**REQUIRED WORK**
The entries below must be restated word for word.

(Items from a data source)
########################################
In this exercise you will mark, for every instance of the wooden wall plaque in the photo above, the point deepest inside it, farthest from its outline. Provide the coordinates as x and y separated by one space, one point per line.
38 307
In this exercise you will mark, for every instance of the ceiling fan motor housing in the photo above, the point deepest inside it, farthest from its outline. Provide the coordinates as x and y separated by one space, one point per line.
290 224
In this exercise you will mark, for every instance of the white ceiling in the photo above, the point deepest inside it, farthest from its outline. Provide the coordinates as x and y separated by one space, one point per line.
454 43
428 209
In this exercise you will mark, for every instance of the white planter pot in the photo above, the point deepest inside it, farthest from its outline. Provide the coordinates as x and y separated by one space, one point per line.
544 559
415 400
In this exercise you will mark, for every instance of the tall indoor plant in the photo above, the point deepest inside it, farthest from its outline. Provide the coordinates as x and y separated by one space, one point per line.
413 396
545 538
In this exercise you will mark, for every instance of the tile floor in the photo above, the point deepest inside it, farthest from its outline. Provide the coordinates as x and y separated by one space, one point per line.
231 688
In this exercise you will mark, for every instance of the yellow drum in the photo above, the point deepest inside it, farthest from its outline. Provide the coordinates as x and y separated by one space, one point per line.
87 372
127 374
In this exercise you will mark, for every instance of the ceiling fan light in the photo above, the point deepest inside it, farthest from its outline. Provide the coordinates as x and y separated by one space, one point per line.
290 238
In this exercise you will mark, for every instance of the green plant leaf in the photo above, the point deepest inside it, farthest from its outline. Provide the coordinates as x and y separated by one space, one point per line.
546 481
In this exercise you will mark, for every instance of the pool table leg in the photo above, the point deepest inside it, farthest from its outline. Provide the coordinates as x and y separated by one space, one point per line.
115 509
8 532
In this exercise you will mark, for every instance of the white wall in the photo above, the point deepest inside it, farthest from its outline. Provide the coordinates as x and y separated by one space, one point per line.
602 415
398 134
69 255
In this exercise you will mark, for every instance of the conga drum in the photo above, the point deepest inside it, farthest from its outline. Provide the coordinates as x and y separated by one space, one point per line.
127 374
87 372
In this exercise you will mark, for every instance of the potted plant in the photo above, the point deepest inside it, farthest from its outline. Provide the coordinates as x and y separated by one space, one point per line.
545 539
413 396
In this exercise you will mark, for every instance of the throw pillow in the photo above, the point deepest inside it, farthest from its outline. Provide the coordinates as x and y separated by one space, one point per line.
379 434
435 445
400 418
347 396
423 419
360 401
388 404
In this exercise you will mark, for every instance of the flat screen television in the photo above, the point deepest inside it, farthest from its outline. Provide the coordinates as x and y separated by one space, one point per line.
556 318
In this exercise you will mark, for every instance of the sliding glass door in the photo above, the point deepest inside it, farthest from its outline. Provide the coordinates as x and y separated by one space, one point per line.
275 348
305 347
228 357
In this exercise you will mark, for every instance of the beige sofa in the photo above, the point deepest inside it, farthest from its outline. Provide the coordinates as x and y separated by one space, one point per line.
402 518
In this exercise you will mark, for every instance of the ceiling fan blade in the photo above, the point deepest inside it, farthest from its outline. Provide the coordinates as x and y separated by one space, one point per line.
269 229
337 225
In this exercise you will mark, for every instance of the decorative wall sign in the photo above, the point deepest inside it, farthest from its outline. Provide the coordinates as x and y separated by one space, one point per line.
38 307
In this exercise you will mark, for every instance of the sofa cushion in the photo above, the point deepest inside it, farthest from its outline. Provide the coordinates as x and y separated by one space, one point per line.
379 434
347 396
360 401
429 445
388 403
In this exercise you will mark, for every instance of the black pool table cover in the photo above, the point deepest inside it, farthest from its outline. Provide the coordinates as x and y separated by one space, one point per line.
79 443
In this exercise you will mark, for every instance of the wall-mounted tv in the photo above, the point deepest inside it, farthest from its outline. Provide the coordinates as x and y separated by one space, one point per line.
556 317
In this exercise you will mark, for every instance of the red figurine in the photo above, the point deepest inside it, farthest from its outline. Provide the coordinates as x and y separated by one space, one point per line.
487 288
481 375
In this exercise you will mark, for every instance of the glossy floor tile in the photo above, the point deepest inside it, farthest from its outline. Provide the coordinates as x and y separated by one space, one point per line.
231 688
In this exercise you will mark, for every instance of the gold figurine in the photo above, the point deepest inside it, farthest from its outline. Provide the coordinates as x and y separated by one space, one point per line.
########################################
**RESPONSE TO THIS EXERCISE**
In this exercise you will mark, for every instance of the wooden wall plaque in the photo above, the point deepest inside it, farthest from its outline. Provide the coordinates as x and y separated by one space, one point per line.
38 307
In this exercise you will mark, for every instance of the ceiling fan motor housing in the photo above, the point deepest inside it, farthest from its outline. Provide the coordinates as x and y separated by one space, one point per line.
290 224
In this exercise you will mark, for every instance of the white ceiling in the photo above, the point deepest inside it, farthest from its outline. Provide the coordinates as x and y separated by one space, one point per line.
454 43
428 209
In this exercise you will mark, for every instance of the white planter pot in the photo above, the point deepest inside it, farthest from its outline. Provide the coordinates as x and y separated by one space, one point per line.
544 559
415 400
In this exercise you will mark, for every instance of the tall indoor plant in the photo above, the point deepest inside it, farthest from its outline. Provide the coordinates as x and y separated by one space, one point per line.
413 396
545 538
In this exercise you will mark, for every instance of the tile floor in the photo above, the point deepest inside it, farthest from its outline. Provide the coordinates as x and y separated by one space, one point per line.
231 688
In this exercise you will mark, for every instance of the yellow drum in the photo above, the point deepest inside it, farthest from its outline. Provide the coordinates as x and y separated by one space, one point per line.
87 372
127 374
In this exercise you will mark, for every instance of the ceiling fan light in the photo above, the point deepest inside it, farthest from its outline. Provide the coordinates as x and y separated by one space, one point per line.
290 238
In this exercise you will mark, for every instance of the green plant leaf in the photo above, the point deepest inside it, farthest from its outline. Provide the coordinates as x and y separated by one space, one point per line.
546 481
In this exercise you will mark, for every instance of the pool table leg in the photo above, the point deepest inside it, farthest from its outline. Provide the coordinates as x and y separated by one space, one point per line.
115 509
8 532
In this exercise you will mark, for every instance of the white wall in the photo above, the point deepest inside it, farthest from its outline. Provide the coordinates as x and y separated by one space, one point per line.
602 415
398 134
69 255
In this exercise you will mark, for every instance of the conga drum in the photo above, the point deepest inside it, farthest from its outline. Provide the coordinates as x and y separated by one space, one point per line.
127 374
87 372
In this exercise you will mark, for every instance of the potted plant in the photo above, the point deepest inside it, farthest from its outline. Provide the coordinates as x and y separated by one space, one point per line.
545 539
413 396
In this exercise you will mark, for every instance of the throw pillow in the photo above, the point deepest inside it, farthest from its outline. Provide the coordinates as x and y separated by one space, one point per line.
379 434
435 445
400 418
347 396
423 419
360 401
388 404
In this exercise you will mark, for every instance of the flat screen television in the photo above, the point deepest inside it, farthest from its outline. Provide the coordinates as x and y separated by one space, one point per line.
556 318
In this exercise you will mark, for every instance of the sliding glass door in the photo above, the point deepest inside it, farthest from its outline. Provide the coordinates as x and y separated by one space, one point per line.
275 348
305 347
228 357
In this exercise you will mark, for every instance of the beige sofa in the photo above, the point deepest inside it, farthest from its outline. Provide the coordinates as x and y separated by one space, one point per line.
402 518
In this exercise you will mark, for every instance of the ceiling fan blade in the photo above, the point deepest inside it, farthest from its outline. Provide the coordinates as x and y separated by one space, one point per line.
269 229
337 225
In this exercise you will mark, for every instance of the decorative wall sign in the photo above, the point deepest inside it, farthest from its outline. Provide the coordinates as x and y separated by one space, one point per line.
38 307
In this exercise you will mark, for every instance of the sofa cushion in the photo above, the point deepest inside it, farthest from its outline. Provide the coordinates as x and y separated by one space, one point per line.
379 434
347 396
360 401
429 445
388 403
In this exercise you will mark, for every instance of the black pool table cover in the photo above, the point deepest inside it, farthest from its outline. Provide the coordinates as x and y separated by one space, one point per line.
79 443
In this exercise you will mark, for every instance of the wall-mounted tv in the photo above, the point deepest inside it, farthest from its outline. Provide the coordinates as x and y separated by one space, one point per line.
556 317
In this exercise you will mark, for every instance of the red figurine in the photo above, the point deepest inside it, farthest from its outline. Provide the coordinates as x and y separated by one space, one point per line.
487 288
481 375
In this exercise you will mark, for every instance of the glossy floor tile in the photo above, the point deepest inside it, farthest from its outline. Provide the coordinates as x and y separated by one space, one point per line.
231 688
In this exercise you will mark, for every instance of the gold figurine in the photo above, the point deepest inside it, farthest from its outline. Provide the coordinates as x and y separated by one space, one point per line.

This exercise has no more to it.